Task - Repeat the data exactly, please; no pictures belong in the copy.

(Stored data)
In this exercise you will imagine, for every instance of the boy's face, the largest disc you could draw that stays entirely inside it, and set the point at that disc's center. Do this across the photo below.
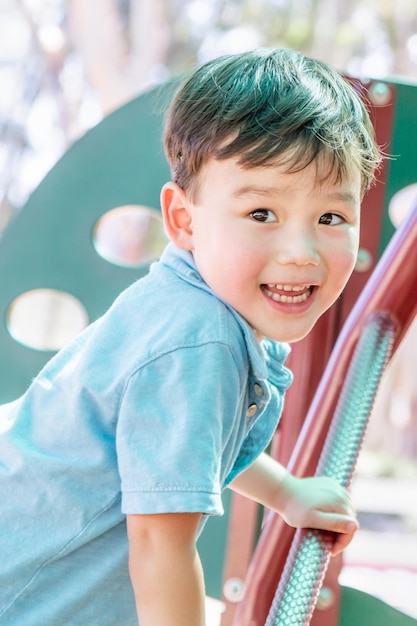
(277, 247)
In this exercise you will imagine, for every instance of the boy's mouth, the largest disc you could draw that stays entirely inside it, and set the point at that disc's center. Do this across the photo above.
(288, 294)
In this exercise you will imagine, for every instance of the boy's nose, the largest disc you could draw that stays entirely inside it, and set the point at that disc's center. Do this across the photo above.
(297, 249)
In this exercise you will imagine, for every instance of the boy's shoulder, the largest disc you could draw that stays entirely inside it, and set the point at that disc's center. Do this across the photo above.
(172, 307)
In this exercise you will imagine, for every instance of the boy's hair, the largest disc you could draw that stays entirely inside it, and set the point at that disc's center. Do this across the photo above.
(269, 106)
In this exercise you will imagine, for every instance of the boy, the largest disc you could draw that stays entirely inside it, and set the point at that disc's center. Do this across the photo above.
(119, 450)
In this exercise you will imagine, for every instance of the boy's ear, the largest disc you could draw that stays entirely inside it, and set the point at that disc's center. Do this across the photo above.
(177, 215)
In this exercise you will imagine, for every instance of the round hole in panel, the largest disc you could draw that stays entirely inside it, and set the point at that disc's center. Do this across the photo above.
(402, 203)
(45, 319)
(130, 236)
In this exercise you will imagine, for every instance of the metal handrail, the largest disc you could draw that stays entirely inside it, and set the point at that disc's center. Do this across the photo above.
(390, 293)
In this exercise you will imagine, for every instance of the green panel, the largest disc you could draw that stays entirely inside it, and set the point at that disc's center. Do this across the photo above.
(360, 609)
(48, 245)
(402, 168)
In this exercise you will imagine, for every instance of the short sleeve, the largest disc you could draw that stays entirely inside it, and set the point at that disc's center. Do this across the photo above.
(175, 432)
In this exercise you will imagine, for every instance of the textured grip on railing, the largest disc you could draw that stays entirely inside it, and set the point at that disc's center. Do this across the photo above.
(307, 561)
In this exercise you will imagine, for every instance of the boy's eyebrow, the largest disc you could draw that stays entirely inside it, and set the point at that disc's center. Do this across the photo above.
(346, 197)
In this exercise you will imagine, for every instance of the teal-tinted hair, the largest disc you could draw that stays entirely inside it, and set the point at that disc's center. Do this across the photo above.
(269, 105)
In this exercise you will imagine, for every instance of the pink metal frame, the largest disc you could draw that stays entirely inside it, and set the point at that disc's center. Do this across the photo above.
(391, 289)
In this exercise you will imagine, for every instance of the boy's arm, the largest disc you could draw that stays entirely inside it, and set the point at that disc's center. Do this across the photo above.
(316, 502)
(165, 569)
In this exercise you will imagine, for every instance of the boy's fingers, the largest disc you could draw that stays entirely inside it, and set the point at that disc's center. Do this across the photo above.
(341, 541)
(336, 523)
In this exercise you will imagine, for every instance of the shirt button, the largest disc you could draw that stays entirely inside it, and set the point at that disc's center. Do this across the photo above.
(252, 408)
(258, 390)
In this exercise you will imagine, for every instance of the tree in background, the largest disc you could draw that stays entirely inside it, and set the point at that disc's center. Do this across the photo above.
(63, 65)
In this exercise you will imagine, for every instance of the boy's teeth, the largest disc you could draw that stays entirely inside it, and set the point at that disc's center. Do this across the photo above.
(288, 287)
(293, 296)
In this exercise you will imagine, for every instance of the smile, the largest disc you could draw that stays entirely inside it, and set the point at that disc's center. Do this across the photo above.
(287, 294)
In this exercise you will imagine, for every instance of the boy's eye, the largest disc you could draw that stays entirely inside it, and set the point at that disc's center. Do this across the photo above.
(263, 215)
(331, 219)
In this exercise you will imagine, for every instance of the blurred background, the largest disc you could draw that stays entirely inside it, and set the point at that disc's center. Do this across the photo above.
(66, 65)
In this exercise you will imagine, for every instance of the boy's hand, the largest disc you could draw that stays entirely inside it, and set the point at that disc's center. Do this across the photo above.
(318, 502)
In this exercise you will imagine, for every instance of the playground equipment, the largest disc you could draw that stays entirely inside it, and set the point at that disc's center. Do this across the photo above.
(50, 245)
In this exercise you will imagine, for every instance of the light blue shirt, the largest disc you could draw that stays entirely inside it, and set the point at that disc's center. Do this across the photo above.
(154, 408)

Solution -
In this exercise you will imagine, for every instance of the boy's face, the largest disc you could draw that stays entirely inside it, and set the point at that disc's center. Do this across the photo below.
(277, 247)
In this exercise you will imagine, for every instance of the boy's mouth, the largest disc you could draw that stays entirely inside it, and set the point at that disc's center. Do this across the photo above.
(288, 294)
In this exercise you will imagine, for every instance of the boy's nose, the largest disc you could draw that stays entirely inside it, and set the point at that disc's center. Do this across the photo above.
(297, 249)
In this exercise you will imagine, for every instance of the boy's shoulder, the largest disc you could draw that stays entirely inside it, and set the point at that disc's center. Do this across the photo above.
(172, 307)
In this exercise you will imagine, for every instance of the boy's hair, the largest disc you could draw that stays entirely inside it, and set the point at that disc's center. Do this across the photo above.
(269, 106)
In this exercise you will imagine, for every instance of the boy, the largest disc you could draw that stays entirely inside it, and set the point at that disc's center. Do this across the photo above.
(119, 450)
In this exercise you will imagine, for every instance of the boy's ear, the largest disc you could draw that stays entirely inside it, and set the point at that disc's center. Do this across the photo above.
(177, 215)
In this exercise you will imagine, for every instance of the round hole in panel, the largest disc you could draw that stays entirely inside it, and set the point at that disc's center. Do this across the photo above.
(402, 203)
(45, 319)
(130, 236)
In this exercise you will imagine, for every instance of the metal handrail, the largest disc you could draw that stays entirely inside it, and set the point at that disc's center. Do this across the photo above.
(390, 293)
In this exercise you will imagine, for every instance of the green panel, the largest disc you could draw that stays entirely inside it, and set the point at that disc's center. Do this across the photo above.
(360, 609)
(48, 245)
(402, 168)
In this exercise you will imagine, for every instance of the short sleeve, the largest disc you could draw that stays entirely inside it, and set the point at that disc's center. Do this across the photo above.
(175, 432)
In this exercise you will imagine, for every instance of the textured grip on railing, the largest disc you could draw that stays entirely inside it, and set the point at that disc's center. Do this across the photo above.
(307, 561)
In this exercise you will imagine, for every instance of the boy's eyebrow, the largest disc you could draw that stays entirely inside it, and set the point at that disc's center. Do this across the photo above.
(346, 197)
In this exercise you will imagine, for every instance of the teal-tinted hair, the largest disc you could draw that stays entirely inside it, and set the point at that disc's center. Do this across the photo above.
(269, 105)
In this exercise you will imagine, for every instance of the pink metal frame, the largest disc you could draw that stays entirely inside it, and set the point at that disc's center. Do this across the photo above.
(391, 289)
In this exercise you will imagine, for every instance of the boy's arm, the largest disc you could draw that stays entirely inside it, and set the point at that disc's center. Do this across the photo above.
(316, 502)
(165, 569)
In this exercise you will imagine, for every instance of the boy's fingers, the largest disc you could draw that stays entirely inside it, and set the point at that disc's center. Do this across the photo above.
(341, 541)
(336, 523)
In this exercise you will imagine, for every instance of the shirt button, the largest disc you could draw that stays entirely inside it, and set the point at that disc's center. Do this across the photo above.
(252, 408)
(258, 390)
In this exercise you will imagine, for every instance of the tree in background, the largest disc you could draw that stays entirely inside it, and set the point at that disc's center. Do this across the photo above.
(63, 65)
In this exercise you will imagine, for every instance of the boy's teeth, the largest disc you could draw that stays entirely inside it, and set the point at that disc's center. Do this across the photo above.
(288, 287)
(293, 296)
In this exercise you will imagine, for every instance of the smile, the largest disc you could draw that stays entirely inside it, and set the point at that disc's center. Do this across the photo above.
(287, 294)
In this exercise you will imagine, for every instance of the boy's eye, the largest disc you could draw that stays entirely inside it, and set the point at that disc's center. Do this across the photo above.
(263, 215)
(331, 219)
In this exercise you will imagine, for every instance of the blurred background, the largest disc you could draw that stays entirely inside it, and set the point at that disc's center. Do this across the photo above.
(66, 65)
In this exercise you will imagine, for every instance of the boy's hand, the largest disc you could draw that stays entirely inside it, and set the point at that disc's center. Do this across the photo above.
(318, 502)
In this exercise you will imagine, for every instance of the playground equipment, the largest disc you could draw that stays entirely inside it, and set the point at that disc's center. Do this across the photo above.
(50, 245)
In this exercise you will imagine, for every instance of the light blue shirt, the largest disc you could draw that stays entirely inside it, and set the point at that disc's center. Do this across the photo above.
(154, 408)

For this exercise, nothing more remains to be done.